Excerpt provided:
----------------------------------------

I’m not gonna make it. I made it to my first break, but that’s only fifteen minutes long and I can only blow my nose so many times. I’m sitting here on a box of sweet potatoes out the back, willing all this hay fever to just disappear so I can serve out front without everything thinking the restaurant is diseased. The boss wasn’t happy about me being here, but she’s LESS happy about us being short-staffed on our busiest night and losing an extra person.
There’s no real role for a hay-fever expert in a restaurant, except if we have a delivery, and even then.
I’m considering the steamer. We have this big commercial steamer, super powerful, and on days when I’ve been a bit sniffly I’ve considered just sticking my head in for a spell. It’s just steam, right? But imagine how quickly that’d clear out the sinuses. Sometimes I get a bowl of hot water and put a towel over my head; that works pretty well, so a commercial steamer? That’s like the express version. Sinuses blasted clear with the force of a neutron star.
There is a slight chance I might get burnt if I’m not careful. Having a burnt red face in a restaurant kitchen is even worse than someone with the sniffles, by just a little bit. Might also void the warranty, because I’m pretty sure commercial steamers come with a warning not to be a big idiot and stick your head in there.
It’s tempting, though. Every time I walk past our deep fryer- it’s a commercial deep fryer, as well- I make sure to inhale as much as possible. It’s spicy and smells nice, and anything that can help clear my sniffles right now is a huge bonus. Maybe I’ll stick a sprig of coriander in my nose and pretend we’re having a theme night.

----------------------------------------

Data extract:
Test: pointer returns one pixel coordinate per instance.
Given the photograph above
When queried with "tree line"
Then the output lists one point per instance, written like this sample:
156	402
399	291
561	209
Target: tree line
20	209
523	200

----------------------------------------

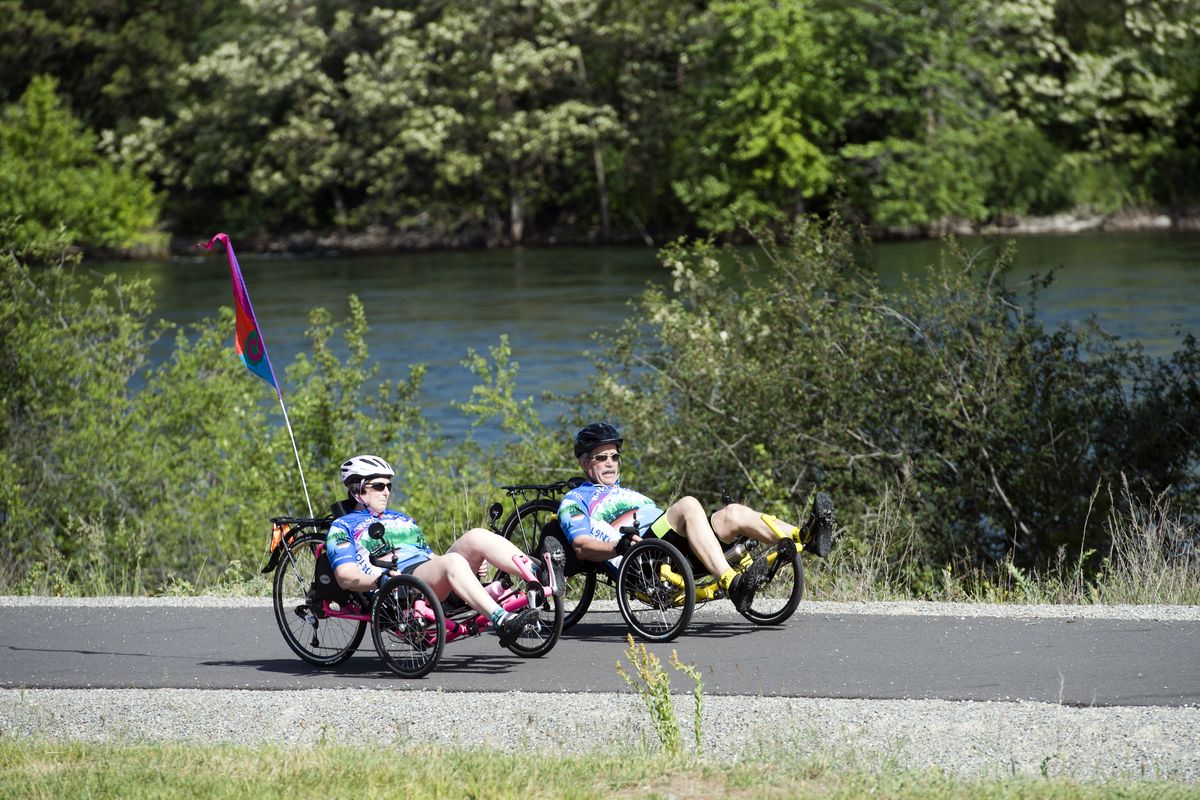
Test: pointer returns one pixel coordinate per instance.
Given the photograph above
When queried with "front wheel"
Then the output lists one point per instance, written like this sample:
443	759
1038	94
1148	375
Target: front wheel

----------------------------------------

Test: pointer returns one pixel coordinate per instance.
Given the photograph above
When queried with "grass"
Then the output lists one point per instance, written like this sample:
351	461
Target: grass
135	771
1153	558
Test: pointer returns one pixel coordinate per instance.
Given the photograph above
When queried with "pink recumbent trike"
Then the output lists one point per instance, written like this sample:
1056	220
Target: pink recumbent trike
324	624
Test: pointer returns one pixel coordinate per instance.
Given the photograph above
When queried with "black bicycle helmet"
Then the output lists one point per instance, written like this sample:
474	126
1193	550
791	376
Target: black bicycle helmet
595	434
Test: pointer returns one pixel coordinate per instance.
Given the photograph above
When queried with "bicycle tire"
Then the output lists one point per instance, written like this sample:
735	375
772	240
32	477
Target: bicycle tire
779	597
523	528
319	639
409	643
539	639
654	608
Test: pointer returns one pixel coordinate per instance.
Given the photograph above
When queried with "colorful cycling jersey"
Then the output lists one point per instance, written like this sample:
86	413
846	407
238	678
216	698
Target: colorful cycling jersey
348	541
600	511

----------------------------------------

Apply what you read:
1. Reproduce the hay fever excerpt word for word from "It’s tempting, though." to "a theme night.".
2. According to the hay fever excerpt, what is the writer sitting on during the first break?
Rely solely on the hay fever excerpt, not on the rows.

Results of the exercise:
1.
It’s tempting, though. Every time I walk past our deep fryer- it’s a commercial deep fryer, as well- I make sure to inhale as much as possible. It’s spicy and smells nice, and anything that can help clear my sniffles right now is a huge bonus. Maybe I’ll stick a sprig of coriander in my nose and pretend we’re having a theme night.

2. A box of sweet potatoes.